* Assigned task: Output every line from the beginning of the records through the line that contains "Guideline: for every instance of the beige", exactly as it appears.

* Source data:
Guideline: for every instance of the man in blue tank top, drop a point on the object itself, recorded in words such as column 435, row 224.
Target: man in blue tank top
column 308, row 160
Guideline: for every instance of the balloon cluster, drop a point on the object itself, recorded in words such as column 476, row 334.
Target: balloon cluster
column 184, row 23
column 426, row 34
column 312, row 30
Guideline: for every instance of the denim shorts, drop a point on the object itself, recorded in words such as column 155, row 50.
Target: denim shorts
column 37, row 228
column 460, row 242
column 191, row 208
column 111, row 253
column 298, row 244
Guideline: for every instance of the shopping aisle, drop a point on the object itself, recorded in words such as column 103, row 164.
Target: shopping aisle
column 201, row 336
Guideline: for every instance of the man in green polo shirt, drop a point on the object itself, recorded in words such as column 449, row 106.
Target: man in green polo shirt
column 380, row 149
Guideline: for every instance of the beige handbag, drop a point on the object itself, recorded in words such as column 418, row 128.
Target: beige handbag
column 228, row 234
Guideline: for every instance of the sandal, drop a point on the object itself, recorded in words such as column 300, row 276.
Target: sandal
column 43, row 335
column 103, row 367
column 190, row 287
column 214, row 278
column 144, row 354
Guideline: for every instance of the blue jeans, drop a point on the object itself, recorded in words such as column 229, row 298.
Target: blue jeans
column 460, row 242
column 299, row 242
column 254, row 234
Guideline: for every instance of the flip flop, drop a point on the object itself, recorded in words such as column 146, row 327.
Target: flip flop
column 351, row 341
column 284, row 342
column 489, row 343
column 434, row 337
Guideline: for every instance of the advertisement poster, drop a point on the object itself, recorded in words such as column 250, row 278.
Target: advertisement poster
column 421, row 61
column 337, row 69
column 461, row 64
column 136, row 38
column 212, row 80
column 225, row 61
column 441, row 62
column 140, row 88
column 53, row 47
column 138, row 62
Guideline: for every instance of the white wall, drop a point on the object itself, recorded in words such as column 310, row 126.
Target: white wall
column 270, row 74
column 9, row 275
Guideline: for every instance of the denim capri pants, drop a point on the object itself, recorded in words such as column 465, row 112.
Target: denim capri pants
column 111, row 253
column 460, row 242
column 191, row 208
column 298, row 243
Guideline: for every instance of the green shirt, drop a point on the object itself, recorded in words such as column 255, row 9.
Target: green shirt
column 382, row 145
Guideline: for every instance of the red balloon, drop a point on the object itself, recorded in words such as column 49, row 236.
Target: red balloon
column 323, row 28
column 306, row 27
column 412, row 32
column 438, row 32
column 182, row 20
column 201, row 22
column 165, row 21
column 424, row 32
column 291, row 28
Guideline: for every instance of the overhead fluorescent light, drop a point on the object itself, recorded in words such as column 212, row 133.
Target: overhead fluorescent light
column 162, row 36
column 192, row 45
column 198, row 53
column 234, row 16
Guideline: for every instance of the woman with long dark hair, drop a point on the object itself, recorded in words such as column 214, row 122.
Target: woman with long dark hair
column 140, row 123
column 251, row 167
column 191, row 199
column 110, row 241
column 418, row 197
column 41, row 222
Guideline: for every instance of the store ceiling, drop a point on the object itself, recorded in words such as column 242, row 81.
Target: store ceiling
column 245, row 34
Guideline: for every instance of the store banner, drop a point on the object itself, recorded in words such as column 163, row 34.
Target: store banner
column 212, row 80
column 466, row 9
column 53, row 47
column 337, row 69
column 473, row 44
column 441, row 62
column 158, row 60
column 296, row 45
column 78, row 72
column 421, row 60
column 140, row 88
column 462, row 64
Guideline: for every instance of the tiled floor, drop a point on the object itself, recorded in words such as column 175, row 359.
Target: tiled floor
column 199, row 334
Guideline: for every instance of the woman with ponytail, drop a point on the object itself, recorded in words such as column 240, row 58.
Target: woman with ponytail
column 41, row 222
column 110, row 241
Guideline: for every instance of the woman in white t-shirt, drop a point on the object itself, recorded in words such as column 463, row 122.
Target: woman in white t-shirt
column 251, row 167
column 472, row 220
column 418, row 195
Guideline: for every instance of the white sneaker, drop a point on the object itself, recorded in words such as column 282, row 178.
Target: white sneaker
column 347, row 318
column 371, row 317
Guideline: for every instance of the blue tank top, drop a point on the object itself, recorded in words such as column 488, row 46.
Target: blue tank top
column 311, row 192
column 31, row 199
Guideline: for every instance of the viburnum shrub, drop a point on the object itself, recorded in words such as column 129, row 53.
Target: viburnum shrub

* Exercise output:
Guideline: for every instance of the man in blue tank top, drop a point on the object itself, recorded in words such as column 435, row 224.
Target: man in blue tank top
column 308, row 160
Guideline: for every instance of the balloon cluster, drop a point on the object itself, recorded in words such as column 476, row 334.
Target: balloon cluster
column 184, row 23
column 426, row 34
column 312, row 30
Guideline: for every instance of the denim shorts, drop a point on the object itself, recorded in words such as column 155, row 50.
Target: denim shorts
column 37, row 228
column 460, row 242
column 191, row 208
column 111, row 253
column 298, row 244
Guideline: for every instance of the shopping aisle, drop a point on the object itself, recorded in words such as column 103, row 164.
Target: shopping aisle
column 201, row 336
Guideline: for every instance of the man in green polo shirt, drop a point on the object itself, recorded in words such as column 449, row 106.
Target: man in green polo shirt
column 380, row 149
Guideline: for every instance of the beige handbag, drop a point on the object itself, recorded in words such as column 418, row 128.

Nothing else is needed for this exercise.